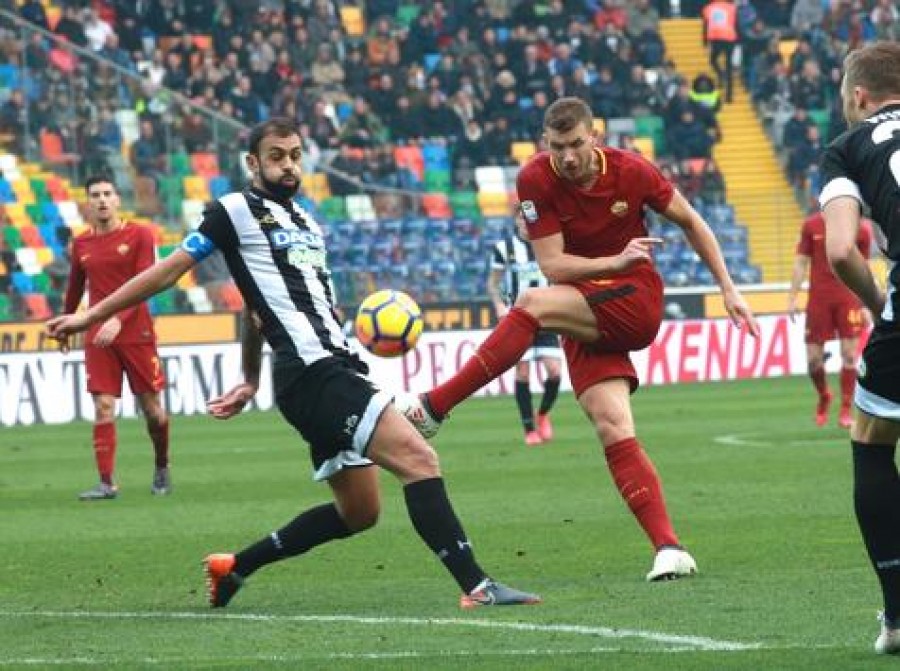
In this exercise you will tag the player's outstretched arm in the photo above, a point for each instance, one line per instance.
(233, 401)
(801, 268)
(703, 241)
(158, 277)
(842, 215)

### [EXERCISE GOAL]
Each entry should be repeated exactly as it appears; the pictures stay out.

### [COMPLETED EXERCISE]
In this exercise you will tag the player's outstretched arm in the photo above, a point for each instance, one line per instance.
(233, 401)
(801, 268)
(703, 241)
(158, 277)
(842, 215)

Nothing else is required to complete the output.